--- Page text ---

Zali Steggall’s bold move for a national climate Act

Despite a lack of interest in the major parties, the Steggall bill may yet get traction

Last week Zali Steggall, the skier turned barrister who ousted former PM Tony Abbott from his blue-ribbon seat of Warringah nine months ago, unveiled what’s been keeping her busy lately: her framework legislation on climate change.

Modelled on the UK’s Climate Change Act of 2008, it seeks to emulate its predecessor’s success in drawing opposing parties together and creating a tamper-proof institution to determine the general direction of the country’s climate policies into the indefinite future.

The UK legislation was a joint achievement by Labour governments under Tony Blair and Gordon Brown and David Cameron’s conservative opposition. There is no such cross-party effort happening here, so Steggall has stepped up, supported by some other independents including Tasmanian Andrew Wilkie.

Our sad history on climate change policy says this will be like climbing a mountain, but Steggall has climbed mountains before. Though born in Manly, where she has lived for many years, she spent most of her childhood with her family in the French Alps, where she learned to ski exceptionally well.

It was a privileged upbringing, but that’s not the whole story. In 1999 she was world’s best in the slalom, a sport virtually unknown in her own country, and she remains the only Australian to win any world title in alpine skiing. Talent and luck no doubt played a part, but so did grit and effort.

Another thing she learned from skiing was a deep love of the alpine environment and an awareness of the rhythms of weather and climate. It was a given that her campaign would focus on climate change and Abbott’s well-known denial of its human cause.

Steggall won Warringah, held by the Liberal party and its predecessors since it was created nearly a century ago, with more first-preference votes than Abbott himself. Her final winning margin was over 14 per cent, a fact not lost on other inner-city Liberal MPs like Trent Zimmerman.

Nine months into her term Steggall has managed to draft framework climate legislation mandating processes for targets, actions and reporting, including binding legal commitments to the 2015 Paris Agreement and to a 2050 target of net zero emissions.

--- Data shown ---

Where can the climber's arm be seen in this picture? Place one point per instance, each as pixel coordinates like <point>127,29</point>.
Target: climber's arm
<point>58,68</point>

---

* [Tasks to perform]:
a - Repeat the passage of the Steggall climate bill article between "Modelled on the" and "Tasmanian Andrew Wilkie.", inclusive.
b - According to the Steggall climate bill article, why has Steggall taken it upon herself to put forward framework climate legislation? Answer in one to three sentences.

* [Outputs for the tasks]:
a -
Modelled on the UK’s Climate Change Act of 2008, it seeks to emulate its predecessor’s success in drawing opposing parties together and creating a tamper-proof institution to determine the general direction of the country’s climate policies into the indefinite future.

The UK legislation was a joint achievement by Labour governments under Tony Blair and Gordon Brown and David Cameron’s conservative opposition. There is no such cross-party effort happening here, so Steggall has stepped up, supported by some other independents including Tasmanian Andrew Wilkie.

b - The UK's Climate Change Act was a joint achievement of the Labour governments under Tony Blair and Gordon Brown and David Cameron's conservative opposition. No such cross-party effort is happening in Australia, so Steggall has stepped up, supported by some other independents including Andrew Wilkie.